Consegna - Scrivi il seguito del testo sull'intervento di Zingaretti, partendo subito dopo la sua ultima frase.

Testo di riferimento -
Cita invece Carlo Azeglio Ciampi e il famoso monito del presidente emerito della Repubblica: "L’Italia ce la farà". E il Paese ce la farà anche perché nel mese di agosto il Partito democratico fece "un atto coraggioso" che ha salvato il Paese dal default. Ora però occorre cambiare passo. E allora Zingaretti non pone diktat al governo, ma rilancia un patto per lo sviluppo stimolando l’azione del presidente del Consiglio: "Abbiamo presentato il Piano per l’Italia, ora io dico che bisogna coinvolgere tutte le forze produttive, l’associazionismo, i presidenti di regione, i sindaci". Detto questo, i democratici sono e resteranno una forza leale per il governo e per la maggioranza. Il tutto senza dimenticare l’iter della nuova legge elettorale, proporzionale puro con il 5 per cento di sbarramento ("no a mediazioni a ribasso") - una frecciata indirizzata a Italia Viva e al suo leader che gradirebbero un abbassamento della soglia al 4 per cento - e gli appuntamenti elettorali, in particolare, le regionali del maggio prossimo.
Ed è proprio quando ricorda la tornata elettorale che Zingaretti avvisa il M5S: "Non lasciateci soli contro Salvini e le destre, l’unità è un valore fondamentale. È inaccettabile che quando si vince è merito di qualcun altro, quando si perde è colpa del Pd". Già, il Pd. Il segretario allunga i tempi del congresso che con molta probabilità si svolgerà dopo l’estate. Nell’attesa lancia una costituente delle persone e delle idee, "con un manifesto da discutere nei circoli e in 10mila assemblee" che "potrebbe partire con una grande manifestazione popolare a Firenze. Costituiremo un comitato nazionale, ho chiesto a Nardella, un altro sindaco, di coordinarlo". Apre e chiude i lavori il segretario del Pd. Con un messaggio chiaro: "Non abbiamo avversari dentro questo governo e dentro questa maggioranza".

Materiale fornito -
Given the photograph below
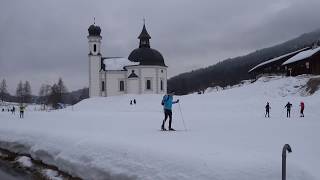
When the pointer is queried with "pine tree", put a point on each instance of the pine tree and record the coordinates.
(62, 90)
(55, 97)
(3, 90)
(27, 92)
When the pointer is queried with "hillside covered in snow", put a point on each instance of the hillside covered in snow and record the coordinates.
(227, 136)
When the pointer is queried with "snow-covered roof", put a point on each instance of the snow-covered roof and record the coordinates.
(276, 59)
(301, 56)
(118, 63)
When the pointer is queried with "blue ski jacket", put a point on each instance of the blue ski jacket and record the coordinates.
(167, 101)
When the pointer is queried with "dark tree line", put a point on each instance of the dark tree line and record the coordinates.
(56, 95)
(233, 71)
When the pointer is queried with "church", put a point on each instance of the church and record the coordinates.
(143, 72)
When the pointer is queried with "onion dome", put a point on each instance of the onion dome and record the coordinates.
(144, 54)
(94, 30)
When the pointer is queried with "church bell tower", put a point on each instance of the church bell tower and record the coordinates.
(94, 40)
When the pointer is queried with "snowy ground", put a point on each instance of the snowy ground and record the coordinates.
(228, 137)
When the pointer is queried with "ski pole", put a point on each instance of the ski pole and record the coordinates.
(182, 117)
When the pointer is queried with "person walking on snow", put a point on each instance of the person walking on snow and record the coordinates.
(288, 106)
(13, 110)
(22, 110)
(167, 102)
(267, 110)
(301, 109)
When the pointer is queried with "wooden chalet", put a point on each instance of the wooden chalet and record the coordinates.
(306, 62)
(273, 66)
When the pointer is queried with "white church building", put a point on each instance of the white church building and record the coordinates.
(143, 72)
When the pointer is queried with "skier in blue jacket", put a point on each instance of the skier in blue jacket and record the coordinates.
(167, 102)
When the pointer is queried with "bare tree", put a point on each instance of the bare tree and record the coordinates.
(44, 93)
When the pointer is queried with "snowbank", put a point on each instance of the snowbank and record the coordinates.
(227, 138)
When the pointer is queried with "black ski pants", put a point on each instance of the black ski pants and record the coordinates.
(167, 113)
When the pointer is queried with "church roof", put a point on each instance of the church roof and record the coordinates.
(94, 30)
(133, 75)
(144, 33)
(144, 54)
(117, 63)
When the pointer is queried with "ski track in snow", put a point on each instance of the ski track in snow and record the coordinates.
(228, 137)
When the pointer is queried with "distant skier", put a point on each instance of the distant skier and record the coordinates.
(288, 106)
(267, 110)
(22, 111)
(167, 102)
(301, 109)
(13, 110)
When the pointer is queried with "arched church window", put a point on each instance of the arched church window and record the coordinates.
(148, 84)
(94, 48)
(121, 85)
(102, 86)
(161, 85)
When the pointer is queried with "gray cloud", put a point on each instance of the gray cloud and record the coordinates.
(41, 41)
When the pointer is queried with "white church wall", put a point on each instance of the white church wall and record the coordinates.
(113, 79)
(162, 75)
(154, 74)
(94, 67)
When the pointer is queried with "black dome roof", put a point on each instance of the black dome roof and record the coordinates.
(144, 54)
(147, 56)
(94, 30)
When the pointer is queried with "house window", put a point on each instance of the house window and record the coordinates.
(307, 65)
(102, 86)
(148, 84)
(161, 85)
(121, 85)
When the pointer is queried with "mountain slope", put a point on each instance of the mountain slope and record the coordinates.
(232, 71)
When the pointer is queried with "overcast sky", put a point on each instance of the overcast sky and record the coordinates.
(42, 40)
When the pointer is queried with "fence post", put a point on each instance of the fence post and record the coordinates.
(286, 148)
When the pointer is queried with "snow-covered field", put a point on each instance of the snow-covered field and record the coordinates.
(228, 137)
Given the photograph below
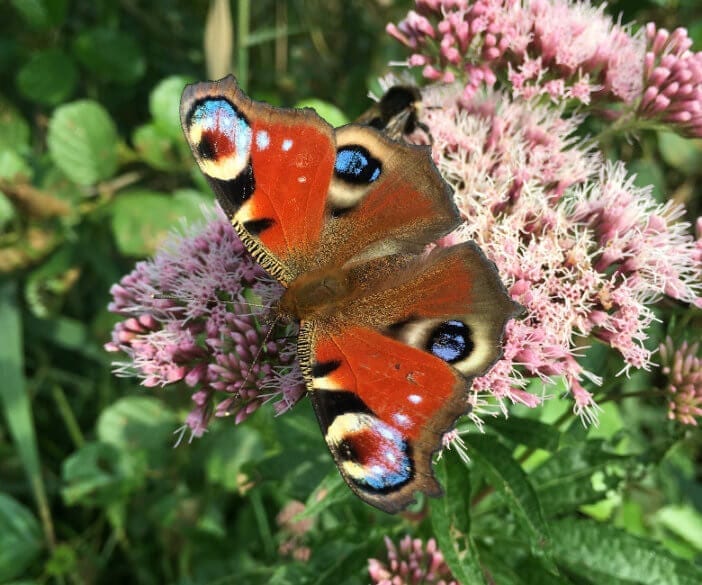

Risposta -
I toni insomma non mutano. E lo stesso si nota quando ci spostiamo nel pieno centro della Capitale. Destino vuole che nel medesimo giorno dell’Assemblea nazionale del Pd si riunisca anche Italia Viva. Allo spazio Alibert, che è stata luogo di convention dell’Ncd di Angelino Alfano o della famosa Ala di Denis Verdini, ecco Matteo Renzi. In abito scuro e camicia bianca, ma senza cravatta, solito passo, solita sicumera, l’ex rottamatore si materializza nel primo pomeriggio. Alle 15 e 06 prende la parola. Ma fin dalle prime battute l’ex premier si mostra cauto. Non lancia ultimatum, come nei giorni scorsi. Anzi, in virtù del contesto da coronavirus, sembra deporre le armi: "Mettiamo in quarantena le polemiche interne alla vita politica del Paese. In queste ore non siamo chiamati a prove di forza ma a stringerci con medici e persone contagiate".
Certo poi ritorna sulla giustizia, sulla famigerata prescrizione, sull’elezione del Sindaco d’Italia, sul famoso piano shock, e via discorrendo. Fa un attacco ai sovranisti immorali, prendendo di mira Giorgia Meloni, ma non Matteo Salvini. Non cita mai il leader della Lega, e non sarà forse un caso. Cita invece Enzo Tortora, ormai immancabile nel pantheon dell’ex sindaco di Firenze. Infine, per non alimentare le polemiche, boccia sonoramente il reddito di cittadinanza, simbolo della narrazione a cinquestelle. "Lo vogliamo dire che non funziona?",si chiede davanti alla claque che lo sostiene. Poi nulla di più, il solito Renzi che elogia il suo governo, che rivendica il riformismo e e che assicura che "noi non vogliamo far cadere il governo, ma farlo alzare". Peccato fino all’altro ieri non sembrava così.